■ **EXERCISE BRIEF**
Exactly as written, return every line of the data below.
::: INPUT MATERIAL :::
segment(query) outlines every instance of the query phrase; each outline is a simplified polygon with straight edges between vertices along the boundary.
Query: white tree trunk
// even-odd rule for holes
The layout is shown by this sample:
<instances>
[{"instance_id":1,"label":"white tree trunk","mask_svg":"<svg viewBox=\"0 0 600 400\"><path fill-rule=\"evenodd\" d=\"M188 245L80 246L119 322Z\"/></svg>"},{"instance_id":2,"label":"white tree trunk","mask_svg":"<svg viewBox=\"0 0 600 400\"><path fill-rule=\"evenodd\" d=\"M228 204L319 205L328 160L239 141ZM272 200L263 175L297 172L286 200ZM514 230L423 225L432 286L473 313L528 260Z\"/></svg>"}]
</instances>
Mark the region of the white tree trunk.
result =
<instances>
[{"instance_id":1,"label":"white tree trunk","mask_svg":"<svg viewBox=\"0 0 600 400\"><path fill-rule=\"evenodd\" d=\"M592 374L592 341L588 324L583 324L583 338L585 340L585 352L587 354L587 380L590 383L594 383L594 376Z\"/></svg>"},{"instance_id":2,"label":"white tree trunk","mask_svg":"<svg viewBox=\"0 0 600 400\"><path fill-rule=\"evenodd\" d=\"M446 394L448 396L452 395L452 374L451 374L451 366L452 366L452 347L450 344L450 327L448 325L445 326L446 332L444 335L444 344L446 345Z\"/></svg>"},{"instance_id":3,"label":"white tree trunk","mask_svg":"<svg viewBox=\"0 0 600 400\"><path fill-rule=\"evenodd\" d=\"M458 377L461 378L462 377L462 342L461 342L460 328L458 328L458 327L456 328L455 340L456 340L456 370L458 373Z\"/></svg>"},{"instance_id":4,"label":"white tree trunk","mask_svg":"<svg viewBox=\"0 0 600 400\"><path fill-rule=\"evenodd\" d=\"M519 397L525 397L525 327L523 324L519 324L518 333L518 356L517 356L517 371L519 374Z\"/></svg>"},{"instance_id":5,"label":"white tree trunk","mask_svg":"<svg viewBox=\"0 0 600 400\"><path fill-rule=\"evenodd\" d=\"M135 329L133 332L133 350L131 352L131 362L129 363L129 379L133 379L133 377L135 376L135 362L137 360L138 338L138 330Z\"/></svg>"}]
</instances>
:::
■ **TASK ANSWER**
segment(query) outlines every instance of the query phrase; each outline is a simplified polygon with straight edges between vertices along the boundary.
Query: white tree trunk
// even-odd rule for holes
The layout is shown by this sample:
<instances>
[{"instance_id":1,"label":"white tree trunk","mask_svg":"<svg viewBox=\"0 0 600 400\"><path fill-rule=\"evenodd\" d=\"M188 245L80 246L119 322Z\"/></svg>"},{"instance_id":2,"label":"white tree trunk","mask_svg":"<svg viewBox=\"0 0 600 400\"><path fill-rule=\"evenodd\" d=\"M228 204L319 205L328 160L239 141ZM272 200L263 175L297 172L286 200ZM514 230L423 225L432 286L473 313L528 260Z\"/></svg>"}]
</instances>
Mark the region of the white tree trunk.
result =
<instances>
[{"instance_id":1,"label":"white tree trunk","mask_svg":"<svg viewBox=\"0 0 600 400\"><path fill-rule=\"evenodd\" d=\"M592 374L592 341L588 324L583 324L583 338L585 340L585 352L587 354L587 380L590 383L594 383L594 376Z\"/></svg>"},{"instance_id":2,"label":"white tree trunk","mask_svg":"<svg viewBox=\"0 0 600 400\"><path fill-rule=\"evenodd\" d=\"M446 394L448 396L452 395L452 374L451 374L451 366L452 366L452 347L450 344L450 327L448 325L445 326L446 332L444 335L444 344L446 345Z\"/></svg>"},{"instance_id":3,"label":"white tree trunk","mask_svg":"<svg viewBox=\"0 0 600 400\"><path fill-rule=\"evenodd\" d=\"M458 377L461 378L462 377L462 342L461 342L460 328L458 328L458 327L456 328L455 340L456 340L456 370L458 373Z\"/></svg>"},{"instance_id":4,"label":"white tree trunk","mask_svg":"<svg viewBox=\"0 0 600 400\"><path fill-rule=\"evenodd\" d=\"M519 397L525 397L525 327L523 324L519 324L518 333L518 356L517 356L517 371L519 374Z\"/></svg>"},{"instance_id":5,"label":"white tree trunk","mask_svg":"<svg viewBox=\"0 0 600 400\"><path fill-rule=\"evenodd\" d=\"M135 329L133 332L133 350L131 352L131 362L129 363L129 379L133 379L133 377L135 376L135 362L137 360L138 338L138 330Z\"/></svg>"}]
</instances>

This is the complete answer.